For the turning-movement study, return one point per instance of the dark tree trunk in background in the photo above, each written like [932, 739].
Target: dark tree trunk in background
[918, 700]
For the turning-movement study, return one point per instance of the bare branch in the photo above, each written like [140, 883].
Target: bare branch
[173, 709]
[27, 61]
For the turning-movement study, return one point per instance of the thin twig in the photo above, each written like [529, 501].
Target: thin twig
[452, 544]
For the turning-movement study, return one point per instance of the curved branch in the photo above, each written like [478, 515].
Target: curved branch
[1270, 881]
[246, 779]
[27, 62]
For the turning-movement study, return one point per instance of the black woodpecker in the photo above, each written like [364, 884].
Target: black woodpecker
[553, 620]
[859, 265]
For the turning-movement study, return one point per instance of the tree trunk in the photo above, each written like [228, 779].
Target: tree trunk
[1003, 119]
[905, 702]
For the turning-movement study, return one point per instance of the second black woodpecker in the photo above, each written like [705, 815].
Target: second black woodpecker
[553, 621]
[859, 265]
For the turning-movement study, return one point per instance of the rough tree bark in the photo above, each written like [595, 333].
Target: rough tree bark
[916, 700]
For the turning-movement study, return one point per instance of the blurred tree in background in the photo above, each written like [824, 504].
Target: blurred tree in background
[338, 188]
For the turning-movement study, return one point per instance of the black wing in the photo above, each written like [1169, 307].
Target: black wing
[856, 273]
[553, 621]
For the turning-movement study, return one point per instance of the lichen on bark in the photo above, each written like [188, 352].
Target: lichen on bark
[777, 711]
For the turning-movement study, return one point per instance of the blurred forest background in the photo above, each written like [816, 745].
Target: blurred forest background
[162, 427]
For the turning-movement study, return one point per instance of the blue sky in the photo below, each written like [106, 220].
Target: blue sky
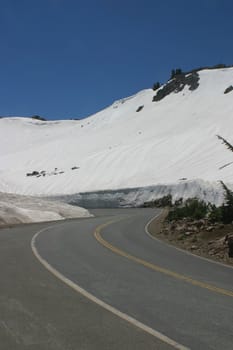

══════════════════════════════

Show every line from the listing that contains "blue".

For the turning-movement study, return one point per instance of the blue sky in the photo below, each written like [106, 220].
Target: blue sky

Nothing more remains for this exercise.